Substantial changes have been made to the norms
of material law, in particular, administrative and
criminal. The peculiarities of the implementation
of these provisions are associated with certain
difficulties, which require additional research
and resolution. Some changes have also been
made to the legislative provisions regulating the
procedure for judicial proceedings on the
territory of Ukraine, in particular under the
conditions of the legal regime of martial law.
Normative and legal changes have already
regulated the usual procedure of law enforcement
agencies in a new way, introduced the formation
of new law enforcement practice and caused the
emergence of some difficulties in the
implementation of the professional activities of
law enforcement agencies. These legislative
novelties have a significant impact on the
activities related to the investigation of criminal
proceedings; they affected the peculiarities of
their judicial proceedings, as well as certain
aspects of the implementation of administrative
proceedings. Therefore, the task of research and
definition of theoretical and practical problems
of carrying out criminal and administrative
proceedings in Ukraine under the legal regime of
martial law was updated.
Methodology
The purpose of the study was to determine the
theoretical and practical problems of conducting
criminal and administrative proceedings in
Ukraine under the legal regime of martial law.
Achieving this goal became possible thanks to
the solution of the main tasks: analysis of judicial
and investigative practice, analysis of regulatory
provisions.
To achieve the set goal, the work used a system
of general scientific and special methods that
allowed to optimally take into account the
peculiarities of the object and subject of research,
in particular: methods of formal logic (analysis,
synthesis, deduction, induction, analogy,
abstraction), special legal methods, primarily
comparative legal; historical-legal, systemic-
structural, method of systemic analysis,
sociological.

**Dataset entries:**
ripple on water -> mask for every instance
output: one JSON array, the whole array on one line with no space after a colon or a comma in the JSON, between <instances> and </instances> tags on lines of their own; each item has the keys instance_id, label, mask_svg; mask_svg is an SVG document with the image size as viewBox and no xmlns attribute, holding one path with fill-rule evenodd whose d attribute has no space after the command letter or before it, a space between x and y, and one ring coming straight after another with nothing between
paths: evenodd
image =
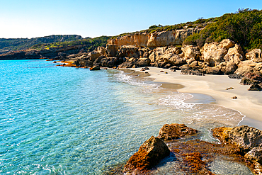
<instances>
[{"instance_id":1,"label":"ripple on water","mask_svg":"<svg viewBox=\"0 0 262 175\"><path fill-rule=\"evenodd\" d=\"M222 107L186 103L191 94L116 70L0 63L1 174L101 174L125 162L165 123L185 123L212 140L210 123L240 120L237 112L223 115Z\"/></svg>"}]
</instances>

**Work to do:**
a – Sum up the excerpt on criminal and administrative proceedings in Ukraine under martial law in two sentences.
b – Answer these questions from the excerpt on martial-law proceedings in Ukraine:
(i) Which two areas of material law does it name as having undergone substantial changes?
(ii) What were the main tasks whose solution made achieving the study's goal possible?
(iii) Which special legal method does it name as primary?
c – Carry on the excerpt on martial-law proceedings in Ukraine from its final sentence.

**Set of answers:**
a – Substantial changes to administrative and criminal law and to the rules for judicial proceedings in Ukraine, particularly under martial law, have caused difficulties for law enforcement agencies. They have also affected the investigation and judicial handling of criminal proceedings and aspects of administrative proceedings, so the study set out to determine the theoretical and practical problems of such proceedings by analyzing judicial and investigative practice and regulatory provisions with general scientific and special methods.

b –
(i) Administrative and criminal law.
(ii) Analysis of judicial and investigative practice, and analysis of regulatory provisions.
(iii) The comparative legal method.

c –
Literature Review
Scientists subject the normative changes that the
current legislation of Ukraine has undergone to
constant analysis and study. Ukrainian
researchers pay detailed attention to the study
and analysis of legal mechanisms for limiting the
constitutional rights of a person and a citizen
under martial law (Panasiuk et al., 2022).
Domestic scientists studied the issue of economic
and legal regulation of the organization and the
implementation of economic activity by
economic entities in the conditions of the
implementation of the martial law regime
(Sieriebriak, 2022). The problems of the
environmental and legal component of criminal
offenses under martial law were also subject to
separate analysis, as the risk of man-made
accidents and environmental disasters, because
they threaten safety: ecological and human
(Anisimova et al., 2023).
Scientists also study the peculiarities of
regulating the activities of local self-government
bodies under martial law. Based on the results of
the research, they note the lack of legal
mechanisms for the implementation of the
powers of these bodies (Yuvsechko et al., 2023).
The problems of investigation and trial of crimes
committed during the war in Ukraine are subject
to active study (Ortynska et al., 2022). The
representatives of scientific groups consider the
peculiarities of legal regulation and practical
issues of ensuring the rights of victims under the
Criminal Procedure Code of Ukraine. According
to the results of such studies, they state that there
is no legal regulation of the mandatory
participation of the victim's advocate in criminal
proceedings (Rakipova et al., 2023).
Considering the increase in the ways of money
laundering, illegal use, for the purpose of
obtaining profit of humanitarian aid, charitable
donations or free aid, committing corruption
offenses, these problems also attract the attention
of Ukrainian scientists (Utkina, Reznik,
Pavlenko, 2022; Lisitsyna et al., 2022).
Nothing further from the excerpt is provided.